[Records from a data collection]
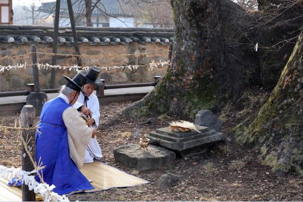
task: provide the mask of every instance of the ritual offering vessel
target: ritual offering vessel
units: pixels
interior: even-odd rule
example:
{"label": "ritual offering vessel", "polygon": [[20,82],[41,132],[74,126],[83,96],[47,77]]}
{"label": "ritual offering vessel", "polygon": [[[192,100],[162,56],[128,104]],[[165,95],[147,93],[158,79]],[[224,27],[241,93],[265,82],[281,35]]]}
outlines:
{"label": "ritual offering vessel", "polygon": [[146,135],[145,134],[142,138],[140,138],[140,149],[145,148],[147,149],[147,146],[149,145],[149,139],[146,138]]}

...

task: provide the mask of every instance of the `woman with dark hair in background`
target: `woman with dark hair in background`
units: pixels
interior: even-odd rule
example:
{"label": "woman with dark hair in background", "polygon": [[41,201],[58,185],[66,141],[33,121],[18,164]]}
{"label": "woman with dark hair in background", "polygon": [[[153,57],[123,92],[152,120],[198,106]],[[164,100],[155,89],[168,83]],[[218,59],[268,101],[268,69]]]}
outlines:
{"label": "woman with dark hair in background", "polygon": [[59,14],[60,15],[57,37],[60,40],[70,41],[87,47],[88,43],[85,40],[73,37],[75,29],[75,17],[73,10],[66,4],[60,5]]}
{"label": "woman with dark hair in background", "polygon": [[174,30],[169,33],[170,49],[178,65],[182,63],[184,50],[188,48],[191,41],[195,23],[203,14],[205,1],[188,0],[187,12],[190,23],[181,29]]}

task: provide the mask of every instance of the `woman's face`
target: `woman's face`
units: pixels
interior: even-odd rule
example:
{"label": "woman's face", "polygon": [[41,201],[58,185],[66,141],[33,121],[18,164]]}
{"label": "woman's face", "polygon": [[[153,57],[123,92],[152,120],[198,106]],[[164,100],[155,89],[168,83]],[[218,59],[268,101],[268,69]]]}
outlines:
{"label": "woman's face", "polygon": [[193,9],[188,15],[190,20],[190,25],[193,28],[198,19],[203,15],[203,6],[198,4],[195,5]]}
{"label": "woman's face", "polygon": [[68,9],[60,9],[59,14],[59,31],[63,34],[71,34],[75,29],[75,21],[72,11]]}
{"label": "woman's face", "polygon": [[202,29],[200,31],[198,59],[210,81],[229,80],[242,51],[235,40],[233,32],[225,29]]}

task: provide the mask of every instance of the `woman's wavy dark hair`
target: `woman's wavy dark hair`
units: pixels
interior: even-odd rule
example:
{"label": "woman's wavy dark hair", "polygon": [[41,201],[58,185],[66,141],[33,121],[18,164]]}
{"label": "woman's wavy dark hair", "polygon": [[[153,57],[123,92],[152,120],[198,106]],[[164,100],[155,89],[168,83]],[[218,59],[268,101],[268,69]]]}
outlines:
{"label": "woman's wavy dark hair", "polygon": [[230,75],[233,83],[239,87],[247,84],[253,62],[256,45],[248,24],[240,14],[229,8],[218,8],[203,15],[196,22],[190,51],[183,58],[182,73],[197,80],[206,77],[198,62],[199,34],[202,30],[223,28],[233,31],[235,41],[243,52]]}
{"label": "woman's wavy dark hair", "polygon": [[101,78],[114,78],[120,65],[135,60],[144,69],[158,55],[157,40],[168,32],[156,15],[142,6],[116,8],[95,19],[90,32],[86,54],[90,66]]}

---

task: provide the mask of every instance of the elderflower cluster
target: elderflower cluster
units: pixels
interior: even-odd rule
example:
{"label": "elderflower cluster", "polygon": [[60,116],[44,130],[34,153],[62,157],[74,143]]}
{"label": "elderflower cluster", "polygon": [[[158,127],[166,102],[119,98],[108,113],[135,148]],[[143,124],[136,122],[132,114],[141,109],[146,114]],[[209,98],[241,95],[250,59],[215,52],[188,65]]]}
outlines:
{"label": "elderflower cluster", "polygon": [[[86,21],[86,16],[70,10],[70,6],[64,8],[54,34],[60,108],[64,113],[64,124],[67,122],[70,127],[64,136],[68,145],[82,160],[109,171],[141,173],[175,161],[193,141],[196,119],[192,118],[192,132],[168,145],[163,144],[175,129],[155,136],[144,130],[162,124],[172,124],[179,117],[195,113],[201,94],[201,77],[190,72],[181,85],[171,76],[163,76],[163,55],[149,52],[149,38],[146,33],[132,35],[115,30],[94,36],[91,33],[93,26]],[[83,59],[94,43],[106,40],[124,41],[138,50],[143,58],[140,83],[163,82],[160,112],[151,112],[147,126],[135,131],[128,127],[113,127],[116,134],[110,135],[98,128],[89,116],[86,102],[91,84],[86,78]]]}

§ Task to complete
Count how many lines of the data above contain the string "instance", matching case exactly. Give only the number.

§ Task answer
5